Beginning at the line with "of the central", output each line to the end of the listing below exactly, please.

##### Entries supplied #####

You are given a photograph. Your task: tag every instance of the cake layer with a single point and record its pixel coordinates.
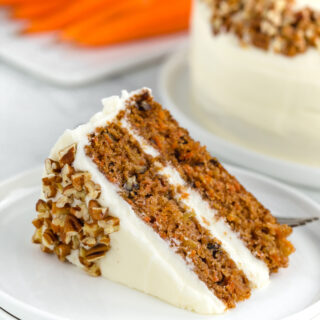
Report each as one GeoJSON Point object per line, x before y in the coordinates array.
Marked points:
{"type": "Point", "coordinates": [255, 270]}
{"type": "Point", "coordinates": [238, 208]}
{"type": "Point", "coordinates": [137, 257]}
{"type": "Point", "coordinates": [121, 159]}
{"type": "Point", "coordinates": [132, 197]}
{"type": "Point", "coordinates": [260, 99]}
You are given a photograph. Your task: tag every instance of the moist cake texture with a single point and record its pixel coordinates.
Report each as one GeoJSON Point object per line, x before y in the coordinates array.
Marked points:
{"type": "Point", "coordinates": [132, 197]}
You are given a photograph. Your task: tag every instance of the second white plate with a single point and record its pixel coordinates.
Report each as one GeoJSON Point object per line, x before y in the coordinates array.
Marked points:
{"type": "Point", "coordinates": [174, 87]}
{"type": "Point", "coordinates": [36, 286]}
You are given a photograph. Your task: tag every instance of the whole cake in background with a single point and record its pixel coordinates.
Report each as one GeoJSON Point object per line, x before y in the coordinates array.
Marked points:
{"type": "Point", "coordinates": [132, 197]}
{"type": "Point", "coordinates": [255, 70]}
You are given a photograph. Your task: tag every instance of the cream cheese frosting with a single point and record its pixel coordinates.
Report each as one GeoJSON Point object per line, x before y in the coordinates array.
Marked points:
{"type": "Point", "coordinates": [260, 99]}
{"type": "Point", "coordinates": [154, 266]}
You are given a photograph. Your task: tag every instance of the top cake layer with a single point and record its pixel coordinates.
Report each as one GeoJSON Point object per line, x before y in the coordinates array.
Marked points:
{"type": "Point", "coordinates": [286, 26]}
{"type": "Point", "coordinates": [130, 195]}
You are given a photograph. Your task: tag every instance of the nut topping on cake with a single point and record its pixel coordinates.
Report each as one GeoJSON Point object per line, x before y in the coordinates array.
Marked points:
{"type": "Point", "coordinates": [69, 221]}
{"type": "Point", "coordinates": [267, 24]}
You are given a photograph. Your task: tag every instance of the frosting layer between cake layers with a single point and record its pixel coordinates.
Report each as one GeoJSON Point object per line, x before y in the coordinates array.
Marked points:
{"type": "Point", "coordinates": [154, 266]}
{"type": "Point", "coordinates": [258, 98]}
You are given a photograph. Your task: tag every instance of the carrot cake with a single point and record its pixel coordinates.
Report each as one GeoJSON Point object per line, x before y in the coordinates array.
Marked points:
{"type": "Point", "coordinates": [132, 197]}
{"type": "Point", "coordinates": [255, 74]}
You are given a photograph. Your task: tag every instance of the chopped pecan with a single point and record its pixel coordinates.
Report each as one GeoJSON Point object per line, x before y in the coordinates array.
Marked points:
{"type": "Point", "coordinates": [62, 251]}
{"type": "Point", "coordinates": [80, 211]}
{"type": "Point", "coordinates": [89, 241]}
{"type": "Point", "coordinates": [96, 211]}
{"type": "Point", "coordinates": [49, 191]}
{"type": "Point", "coordinates": [93, 189]}
{"type": "Point", "coordinates": [109, 224]}
{"type": "Point", "coordinates": [42, 206]}
{"type": "Point", "coordinates": [49, 238]}
{"type": "Point", "coordinates": [91, 229]}
{"type": "Point", "coordinates": [96, 252]}
{"type": "Point", "coordinates": [52, 166]}
{"type": "Point", "coordinates": [67, 155]}
{"type": "Point", "coordinates": [66, 174]}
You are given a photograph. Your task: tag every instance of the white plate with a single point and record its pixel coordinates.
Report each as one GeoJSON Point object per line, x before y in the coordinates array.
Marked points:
{"type": "Point", "coordinates": [63, 64]}
{"type": "Point", "coordinates": [5, 315]}
{"type": "Point", "coordinates": [174, 88]}
{"type": "Point", "coordinates": [36, 286]}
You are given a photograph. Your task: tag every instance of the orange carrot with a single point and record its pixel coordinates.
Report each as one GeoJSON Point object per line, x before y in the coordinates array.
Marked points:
{"type": "Point", "coordinates": [151, 21]}
{"type": "Point", "coordinates": [14, 2]}
{"type": "Point", "coordinates": [73, 11]}
{"type": "Point", "coordinates": [36, 9]}
{"type": "Point", "coordinates": [82, 26]}
{"type": "Point", "coordinates": [102, 22]}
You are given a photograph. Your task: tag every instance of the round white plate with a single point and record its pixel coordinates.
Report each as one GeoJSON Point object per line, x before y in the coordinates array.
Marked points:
{"type": "Point", "coordinates": [174, 88]}
{"type": "Point", "coordinates": [36, 286]}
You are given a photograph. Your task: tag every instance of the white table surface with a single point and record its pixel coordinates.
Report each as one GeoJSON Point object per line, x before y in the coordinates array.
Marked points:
{"type": "Point", "coordinates": [33, 113]}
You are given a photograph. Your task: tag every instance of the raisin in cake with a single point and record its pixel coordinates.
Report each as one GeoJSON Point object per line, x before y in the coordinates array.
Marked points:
{"type": "Point", "coordinates": [132, 197]}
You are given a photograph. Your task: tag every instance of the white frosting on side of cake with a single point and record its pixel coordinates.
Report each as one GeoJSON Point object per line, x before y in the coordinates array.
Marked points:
{"type": "Point", "coordinates": [260, 99]}
{"type": "Point", "coordinates": [138, 257]}
{"type": "Point", "coordinates": [255, 270]}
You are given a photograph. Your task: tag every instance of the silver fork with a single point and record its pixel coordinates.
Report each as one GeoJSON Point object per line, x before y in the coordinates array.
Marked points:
{"type": "Point", "coordinates": [296, 222]}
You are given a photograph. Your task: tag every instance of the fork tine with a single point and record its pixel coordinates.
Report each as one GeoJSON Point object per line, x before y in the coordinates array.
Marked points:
{"type": "Point", "coordinates": [296, 222]}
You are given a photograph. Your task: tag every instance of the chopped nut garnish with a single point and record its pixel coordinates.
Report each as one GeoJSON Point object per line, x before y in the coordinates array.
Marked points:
{"type": "Point", "coordinates": [52, 166]}
{"type": "Point", "coordinates": [266, 24]}
{"type": "Point", "coordinates": [67, 155]}
{"type": "Point", "coordinates": [66, 173]}
{"type": "Point", "coordinates": [49, 191]}
{"type": "Point", "coordinates": [109, 225]}
{"type": "Point", "coordinates": [62, 251]}
{"type": "Point", "coordinates": [92, 189]}
{"type": "Point", "coordinates": [65, 223]}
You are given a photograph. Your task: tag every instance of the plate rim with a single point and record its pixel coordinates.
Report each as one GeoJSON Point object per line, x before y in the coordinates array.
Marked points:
{"type": "Point", "coordinates": [287, 171]}
{"type": "Point", "coordinates": [18, 308]}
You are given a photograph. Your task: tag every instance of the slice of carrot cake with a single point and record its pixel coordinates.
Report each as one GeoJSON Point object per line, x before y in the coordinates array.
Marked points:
{"type": "Point", "coordinates": [132, 197]}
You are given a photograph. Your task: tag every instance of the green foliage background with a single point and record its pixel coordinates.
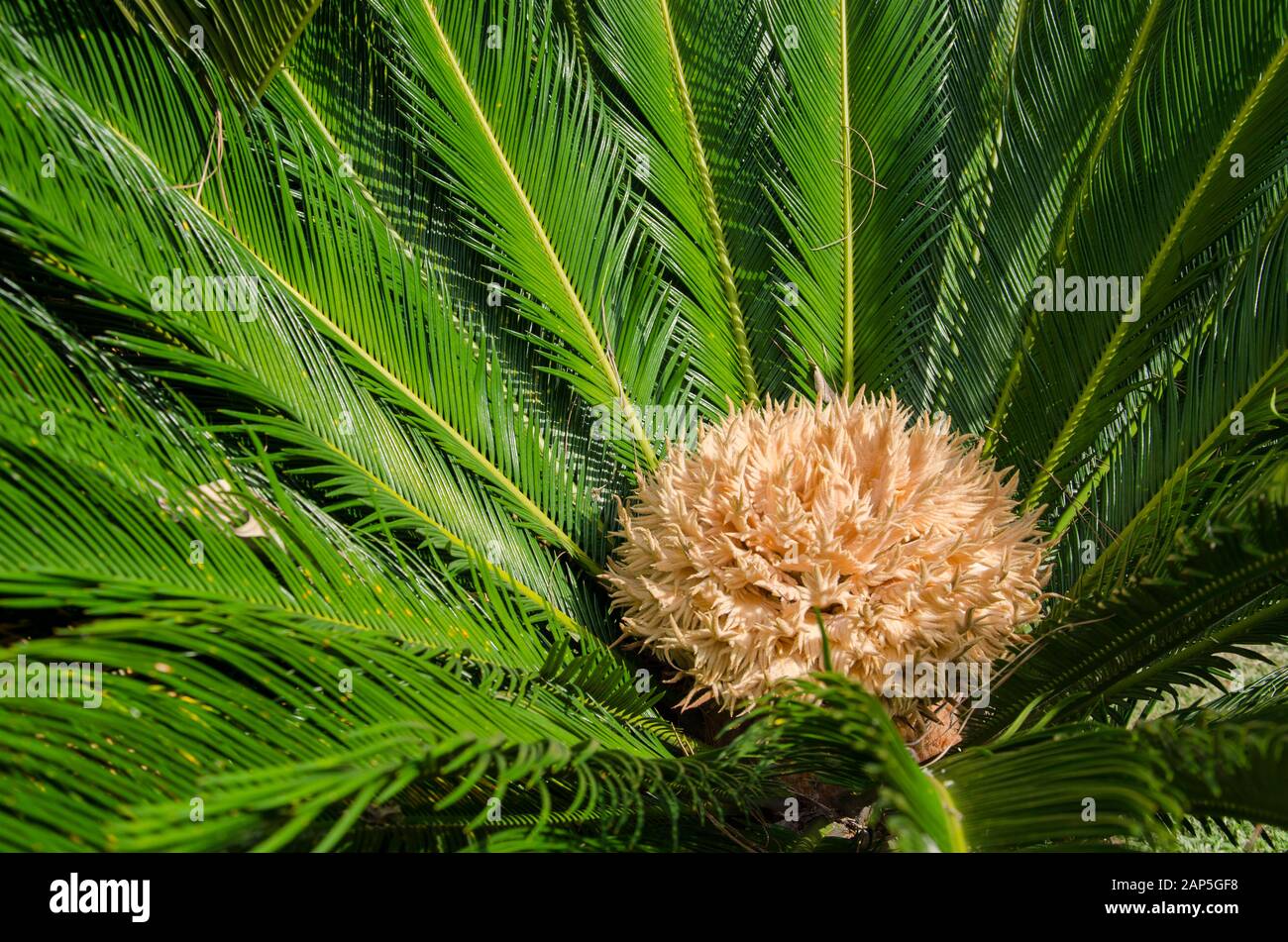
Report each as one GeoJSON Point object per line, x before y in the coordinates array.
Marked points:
{"type": "Point", "coordinates": [677, 202]}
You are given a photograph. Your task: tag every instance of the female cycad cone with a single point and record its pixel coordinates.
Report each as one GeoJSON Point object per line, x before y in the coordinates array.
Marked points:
{"type": "Point", "coordinates": [898, 534]}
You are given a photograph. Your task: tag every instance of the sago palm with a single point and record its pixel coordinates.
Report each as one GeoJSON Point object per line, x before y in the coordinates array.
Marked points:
{"type": "Point", "coordinates": [342, 341]}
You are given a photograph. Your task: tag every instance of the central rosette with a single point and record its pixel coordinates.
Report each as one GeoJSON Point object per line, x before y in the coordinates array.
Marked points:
{"type": "Point", "coordinates": [893, 532]}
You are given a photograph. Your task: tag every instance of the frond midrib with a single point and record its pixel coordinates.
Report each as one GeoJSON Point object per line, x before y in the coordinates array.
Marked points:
{"type": "Point", "coordinates": [601, 361]}
{"type": "Point", "coordinates": [1155, 267]}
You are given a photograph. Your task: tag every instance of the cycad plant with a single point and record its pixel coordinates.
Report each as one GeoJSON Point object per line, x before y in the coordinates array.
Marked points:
{"type": "Point", "coordinates": [339, 336]}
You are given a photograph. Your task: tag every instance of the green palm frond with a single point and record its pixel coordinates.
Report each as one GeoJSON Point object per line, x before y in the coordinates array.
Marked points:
{"type": "Point", "coordinates": [336, 545]}
{"type": "Point", "coordinates": [249, 39]}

#####

◆ **Correct result**:
You are given a photograph. Your task: tag every instance of the central rosette with a single point and record its pixel coordinates.
Report each as one GeoJSON Point object per line, x before y in the coordinates array.
Marked points:
{"type": "Point", "coordinates": [893, 532]}
You are given a photograph. Your task: tag every instance of the frond midrib with a single point and record its pixel coordinates.
Report each as one GeoJSON Point object per line, x before y in the coordinates array.
Marked points:
{"type": "Point", "coordinates": [601, 361]}
{"type": "Point", "coordinates": [1155, 267]}
You are given a photograph. Your task: tag every instance of the cycad plant with a single point and record its pixel coordinates.
Report each as one GeoJSON Point object per line, x before y in the coordinates array.
Marked points:
{"type": "Point", "coordinates": [339, 336]}
You are given a photograph. Your task: tag every instance of the green palm frond with a single point and record its pixel coordinates.
Report each as one GeoJSON Point object per line, x before y in the coordinates array.
Marked points:
{"type": "Point", "coordinates": [336, 545]}
{"type": "Point", "coordinates": [249, 39]}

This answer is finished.